## Task brief
Reproduce every record below exactly as written, but leave out any pictures.

BEGIN

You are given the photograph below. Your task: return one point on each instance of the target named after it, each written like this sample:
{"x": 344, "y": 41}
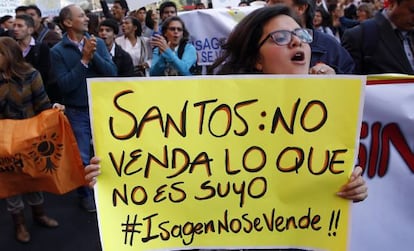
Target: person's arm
{"x": 158, "y": 64}
{"x": 356, "y": 188}
{"x": 67, "y": 75}
{"x": 40, "y": 100}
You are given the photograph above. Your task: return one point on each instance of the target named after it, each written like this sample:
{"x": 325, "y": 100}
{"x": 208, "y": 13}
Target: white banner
{"x": 385, "y": 220}
{"x": 209, "y": 28}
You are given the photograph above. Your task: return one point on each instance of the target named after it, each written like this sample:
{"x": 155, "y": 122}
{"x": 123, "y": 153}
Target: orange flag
{"x": 39, "y": 154}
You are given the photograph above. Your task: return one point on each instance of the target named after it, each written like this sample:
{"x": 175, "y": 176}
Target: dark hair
{"x": 93, "y": 23}
{"x": 15, "y": 65}
{"x": 241, "y": 50}
{"x": 65, "y": 13}
{"x": 4, "y": 18}
{"x": 28, "y": 20}
{"x": 148, "y": 20}
{"x": 135, "y": 23}
{"x": 20, "y": 8}
{"x": 56, "y": 20}
{"x": 34, "y": 7}
{"x": 167, "y": 4}
{"x": 166, "y": 24}
{"x": 111, "y": 23}
{"x": 326, "y": 17}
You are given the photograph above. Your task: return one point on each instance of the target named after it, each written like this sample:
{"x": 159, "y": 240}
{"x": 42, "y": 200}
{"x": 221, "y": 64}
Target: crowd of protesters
{"x": 78, "y": 44}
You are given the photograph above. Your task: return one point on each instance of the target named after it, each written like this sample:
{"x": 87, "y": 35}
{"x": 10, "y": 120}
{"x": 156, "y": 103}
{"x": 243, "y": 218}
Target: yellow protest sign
{"x": 233, "y": 161}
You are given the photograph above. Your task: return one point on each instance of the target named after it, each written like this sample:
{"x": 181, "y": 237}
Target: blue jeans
{"x": 79, "y": 120}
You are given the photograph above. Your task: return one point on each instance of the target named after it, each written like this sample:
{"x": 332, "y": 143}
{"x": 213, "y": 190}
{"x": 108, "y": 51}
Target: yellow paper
{"x": 235, "y": 161}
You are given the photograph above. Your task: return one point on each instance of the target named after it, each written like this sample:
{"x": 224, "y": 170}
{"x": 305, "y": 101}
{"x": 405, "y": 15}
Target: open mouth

END

## Result
You are given the photograph below. Your task: return one point on each instance of the target named after it, each written like this sample:
{"x": 344, "y": 41}
Target: person's arm
{"x": 158, "y": 64}
{"x": 356, "y": 188}
{"x": 67, "y": 75}
{"x": 40, "y": 100}
You are given the photograph above. Your task: return one point on each instance of the target named after it, each written like this sample:
{"x": 325, "y": 100}
{"x": 208, "y": 13}
Target: white banner
{"x": 385, "y": 220}
{"x": 209, "y": 28}
You are given the photograph above. Your task: return one point on each instance of the target named after it, each written like this sample:
{"x": 155, "y": 122}
{"x": 123, "y": 153}
Target: orange flag
{"x": 39, "y": 154}
You are given the photograph above. Your task: return one point on each instance of the target named after it, each written like this sample:
{"x": 175, "y": 176}
Target: dark hair
{"x": 93, "y": 23}
{"x": 15, "y": 65}
{"x": 241, "y": 50}
{"x": 65, "y": 13}
{"x": 4, "y": 18}
{"x": 28, "y": 20}
{"x": 148, "y": 20}
{"x": 135, "y": 23}
{"x": 20, "y": 8}
{"x": 56, "y": 20}
{"x": 34, "y": 7}
{"x": 167, "y": 4}
{"x": 166, "y": 24}
{"x": 111, "y": 23}
{"x": 326, "y": 17}
You are given the photograph above. Your task: return one point on each instance of the target named after it, each written like this sample:
{"x": 159, "y": 240}
{"x": 42, "y": 200}
{"x": 221, "y": 64}
Target: crowd of protesters
{"x": 78, "y": 44}
You are given the photograph above. Your task: return one point on each instance of the target named after it, each written like this sample:
{"x": 87, "y": 35}
{"x": 10, "y": 120}
{"x": 156, "y": 103}
{"x": 243, "y": 218}
Target: yellow protest sign
{"x": 233, "y": 161}
You are given the photograph above. Your task: return one point on each instance of the target named after it, each written like this sample:
{"x": 181, "y": 237}
Target: blue jeans
{"x": 79, "y": 120}
You are given the photograph above. Your task: return one point on each instance of the target named after it, each written like this sample:
{"x": 332, "y": 143}
{"x": 213, "y": 190}
{"x": 108, "y": 51}
Target: yellow paper
{"x": 235, "y": 161}
You are given the photograph above. Your task: return one point on each instance of the target named after it, each written like this sample:
{"x": 224, "y": 170}
{"x": 305, "y": 101}
{"x": 405, "y": 15}
Target: open mouth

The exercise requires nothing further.